++++ Excerpted passage ++++
Next, and a bit trickier, is the matter of whether or not Huawei would seek to do such a thing, which is essentially a question of the extent of its links to the Chinese government. For this, it’s best to refer to the actual findings of the US Intelligence Committee Report.

The report doesn’t offer anything particularly damning in terms of abnormal government influence within either company, yet there’s still a pile of suspicious, though often circumstantial evidence, most of which has to do with Huawei. Neither ZTE nor Huawei seemed particularly inclined to cooperate with the committee’s information disclosure requests, sometimes citing proprietary privilege, and as a result the committee didn’t have much hard information to go on. When it came time for them to fill in the blanks with their own conjecture, they often assumed the worst.
++++
### Task item A
Condense the paragraph of the passage about Huawei and ZTE that begins "The report doesn’t offer anything," keeping its main facts.
### Task item B
Retype the passage about Huawei and ZTE word for word from "Next, and a" to "assumed the worst.".
++++ Supplied records ++++
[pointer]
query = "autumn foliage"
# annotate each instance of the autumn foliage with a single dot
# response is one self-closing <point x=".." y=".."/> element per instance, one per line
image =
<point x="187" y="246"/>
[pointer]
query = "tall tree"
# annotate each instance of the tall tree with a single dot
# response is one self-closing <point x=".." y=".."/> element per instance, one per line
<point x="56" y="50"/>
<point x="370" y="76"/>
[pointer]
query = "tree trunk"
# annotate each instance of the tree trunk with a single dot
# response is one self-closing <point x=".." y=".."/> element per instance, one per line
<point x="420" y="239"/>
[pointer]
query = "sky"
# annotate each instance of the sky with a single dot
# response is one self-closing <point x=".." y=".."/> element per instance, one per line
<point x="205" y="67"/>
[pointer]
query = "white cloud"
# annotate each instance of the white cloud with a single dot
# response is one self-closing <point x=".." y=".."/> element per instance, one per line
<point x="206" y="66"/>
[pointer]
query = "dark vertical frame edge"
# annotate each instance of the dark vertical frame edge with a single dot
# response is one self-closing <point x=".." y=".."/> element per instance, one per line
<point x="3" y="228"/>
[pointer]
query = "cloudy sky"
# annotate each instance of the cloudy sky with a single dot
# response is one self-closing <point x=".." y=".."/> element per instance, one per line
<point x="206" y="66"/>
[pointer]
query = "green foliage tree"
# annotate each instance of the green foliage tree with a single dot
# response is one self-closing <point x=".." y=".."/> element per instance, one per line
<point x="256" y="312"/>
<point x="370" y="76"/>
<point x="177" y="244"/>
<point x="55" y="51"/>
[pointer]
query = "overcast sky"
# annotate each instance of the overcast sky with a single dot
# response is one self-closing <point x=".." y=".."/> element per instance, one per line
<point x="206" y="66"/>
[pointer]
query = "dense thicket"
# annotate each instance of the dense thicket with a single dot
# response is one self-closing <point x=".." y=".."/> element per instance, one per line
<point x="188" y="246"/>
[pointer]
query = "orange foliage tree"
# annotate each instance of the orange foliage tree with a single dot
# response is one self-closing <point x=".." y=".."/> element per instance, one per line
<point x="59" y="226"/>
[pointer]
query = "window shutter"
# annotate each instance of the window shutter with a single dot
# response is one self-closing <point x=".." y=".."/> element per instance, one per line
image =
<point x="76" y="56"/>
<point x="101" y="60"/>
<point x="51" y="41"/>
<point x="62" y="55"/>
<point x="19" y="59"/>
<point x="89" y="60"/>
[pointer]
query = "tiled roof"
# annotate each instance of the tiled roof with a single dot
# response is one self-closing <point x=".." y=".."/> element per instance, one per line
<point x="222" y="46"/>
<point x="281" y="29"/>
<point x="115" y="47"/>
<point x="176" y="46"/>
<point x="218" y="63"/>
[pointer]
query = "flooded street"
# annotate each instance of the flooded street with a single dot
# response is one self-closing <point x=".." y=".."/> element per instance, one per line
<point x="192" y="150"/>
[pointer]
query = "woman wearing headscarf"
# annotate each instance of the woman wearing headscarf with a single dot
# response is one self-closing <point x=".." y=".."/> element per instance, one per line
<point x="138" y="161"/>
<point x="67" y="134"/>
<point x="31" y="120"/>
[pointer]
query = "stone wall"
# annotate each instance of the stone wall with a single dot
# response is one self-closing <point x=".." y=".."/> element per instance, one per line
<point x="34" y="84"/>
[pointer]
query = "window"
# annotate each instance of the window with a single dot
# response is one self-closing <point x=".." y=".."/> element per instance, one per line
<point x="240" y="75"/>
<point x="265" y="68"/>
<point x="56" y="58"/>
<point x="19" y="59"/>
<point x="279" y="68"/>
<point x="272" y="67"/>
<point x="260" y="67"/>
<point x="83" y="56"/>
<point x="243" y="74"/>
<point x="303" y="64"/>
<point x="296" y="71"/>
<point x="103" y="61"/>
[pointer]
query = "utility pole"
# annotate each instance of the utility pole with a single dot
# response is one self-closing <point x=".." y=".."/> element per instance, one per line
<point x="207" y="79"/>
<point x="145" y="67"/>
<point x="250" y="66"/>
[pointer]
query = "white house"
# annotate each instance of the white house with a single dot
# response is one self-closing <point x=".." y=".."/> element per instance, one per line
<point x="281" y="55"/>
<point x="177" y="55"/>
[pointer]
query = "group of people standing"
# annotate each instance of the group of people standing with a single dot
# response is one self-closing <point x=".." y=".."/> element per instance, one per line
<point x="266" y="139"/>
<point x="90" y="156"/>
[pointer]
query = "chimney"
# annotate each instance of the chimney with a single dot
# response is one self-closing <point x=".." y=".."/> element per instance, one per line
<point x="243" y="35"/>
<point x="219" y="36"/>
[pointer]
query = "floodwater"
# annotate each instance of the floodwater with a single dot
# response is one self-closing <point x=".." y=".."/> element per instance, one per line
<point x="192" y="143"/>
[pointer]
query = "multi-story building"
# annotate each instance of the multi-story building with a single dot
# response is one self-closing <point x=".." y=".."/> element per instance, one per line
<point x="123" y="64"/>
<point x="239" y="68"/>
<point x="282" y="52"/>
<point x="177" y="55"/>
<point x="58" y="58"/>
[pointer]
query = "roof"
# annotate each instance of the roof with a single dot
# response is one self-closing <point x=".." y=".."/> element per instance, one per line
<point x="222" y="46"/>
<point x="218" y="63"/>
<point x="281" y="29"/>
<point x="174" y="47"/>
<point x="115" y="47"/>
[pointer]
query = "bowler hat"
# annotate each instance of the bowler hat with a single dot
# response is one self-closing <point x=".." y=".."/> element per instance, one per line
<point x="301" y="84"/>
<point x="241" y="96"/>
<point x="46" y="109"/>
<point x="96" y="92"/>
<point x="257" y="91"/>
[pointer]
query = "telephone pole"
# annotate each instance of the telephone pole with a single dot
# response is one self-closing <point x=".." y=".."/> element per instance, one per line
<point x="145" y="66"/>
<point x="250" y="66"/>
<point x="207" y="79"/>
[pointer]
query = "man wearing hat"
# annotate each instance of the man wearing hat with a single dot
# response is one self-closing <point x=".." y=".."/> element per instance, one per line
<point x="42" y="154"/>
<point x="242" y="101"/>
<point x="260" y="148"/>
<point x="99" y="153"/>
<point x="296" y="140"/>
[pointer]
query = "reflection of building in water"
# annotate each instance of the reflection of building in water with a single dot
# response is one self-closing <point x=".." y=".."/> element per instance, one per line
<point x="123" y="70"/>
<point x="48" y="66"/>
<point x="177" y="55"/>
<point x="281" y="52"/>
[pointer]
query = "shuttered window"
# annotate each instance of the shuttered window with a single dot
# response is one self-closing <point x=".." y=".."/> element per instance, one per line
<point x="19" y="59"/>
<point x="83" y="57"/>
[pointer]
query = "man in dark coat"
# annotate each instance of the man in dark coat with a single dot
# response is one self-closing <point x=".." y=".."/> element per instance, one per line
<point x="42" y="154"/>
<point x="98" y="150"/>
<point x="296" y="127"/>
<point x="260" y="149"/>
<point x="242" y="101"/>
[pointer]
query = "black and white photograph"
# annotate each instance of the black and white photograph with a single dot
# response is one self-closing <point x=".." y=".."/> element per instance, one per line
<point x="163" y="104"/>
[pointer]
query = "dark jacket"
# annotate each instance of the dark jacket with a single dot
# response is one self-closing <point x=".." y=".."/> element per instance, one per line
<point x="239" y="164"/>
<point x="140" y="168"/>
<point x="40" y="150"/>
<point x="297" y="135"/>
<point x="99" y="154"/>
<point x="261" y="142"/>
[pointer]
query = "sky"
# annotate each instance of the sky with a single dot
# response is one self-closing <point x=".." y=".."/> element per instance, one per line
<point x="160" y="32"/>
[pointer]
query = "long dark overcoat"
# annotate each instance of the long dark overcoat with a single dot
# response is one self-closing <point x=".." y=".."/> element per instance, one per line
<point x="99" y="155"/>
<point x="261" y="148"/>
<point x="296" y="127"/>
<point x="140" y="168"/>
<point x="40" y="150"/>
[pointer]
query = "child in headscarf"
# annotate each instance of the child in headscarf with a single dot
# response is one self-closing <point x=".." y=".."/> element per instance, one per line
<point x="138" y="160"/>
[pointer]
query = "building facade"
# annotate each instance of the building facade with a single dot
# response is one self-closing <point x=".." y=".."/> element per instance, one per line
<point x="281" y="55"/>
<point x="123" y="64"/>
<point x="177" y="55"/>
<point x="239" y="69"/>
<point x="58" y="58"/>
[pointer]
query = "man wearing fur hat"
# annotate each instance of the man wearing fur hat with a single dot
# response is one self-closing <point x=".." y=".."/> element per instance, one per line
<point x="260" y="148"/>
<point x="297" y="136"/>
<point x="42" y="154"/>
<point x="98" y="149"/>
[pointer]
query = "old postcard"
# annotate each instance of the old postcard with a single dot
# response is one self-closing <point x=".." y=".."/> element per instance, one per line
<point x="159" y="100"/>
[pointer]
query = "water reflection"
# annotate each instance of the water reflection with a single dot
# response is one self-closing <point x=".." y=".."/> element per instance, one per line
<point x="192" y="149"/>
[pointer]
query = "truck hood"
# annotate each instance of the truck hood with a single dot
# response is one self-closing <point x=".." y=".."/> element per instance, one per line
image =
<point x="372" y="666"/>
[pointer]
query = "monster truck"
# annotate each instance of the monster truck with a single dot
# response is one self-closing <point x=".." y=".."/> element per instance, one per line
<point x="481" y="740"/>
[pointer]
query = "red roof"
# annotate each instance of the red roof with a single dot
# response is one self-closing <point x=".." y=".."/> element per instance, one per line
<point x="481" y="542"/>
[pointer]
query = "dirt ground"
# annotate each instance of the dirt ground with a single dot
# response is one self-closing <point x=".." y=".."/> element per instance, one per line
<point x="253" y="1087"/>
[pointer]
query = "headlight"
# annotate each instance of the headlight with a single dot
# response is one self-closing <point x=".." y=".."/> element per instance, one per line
++++
### Answer box A
The report found nothing damning about abnormal government influence in either company, but there is still a pile of suspicious, often circumstantial evidence, mostly concerning Huawei. Neither ZTE nor Huawei cooperated much with the committee’s disclosure requests, sometimes citing proprietary privilege. The committee therefore had little hard information, and when it filled the gaps with its own conjecture, it often assumed the worst.

### Answer box B
Next, and a bit trickier, is the matter of whether or not Huawei would seek to do such a thing, which is essentially a question of the extent of its links to the Chinese government. For this, it’s best to refer to the actual findings of the US Intelligence Committee Report.

The report doesn’t offer anything particularly damning in terms of abnormal government influence within either company, yet there’s still a pile of suspicious, though often circumstantial evidence, most of which has to do with Huawei. Neither ZTE nor Huawei seemed particularly inclined to cooperate with the committee’s information disclosure requests, sometimes citing proprietary privilege, and as a result the committee didn’t have much hard information to go on. When it came time for them to fill in the blanks with their own conjecture, they often assumed the worst.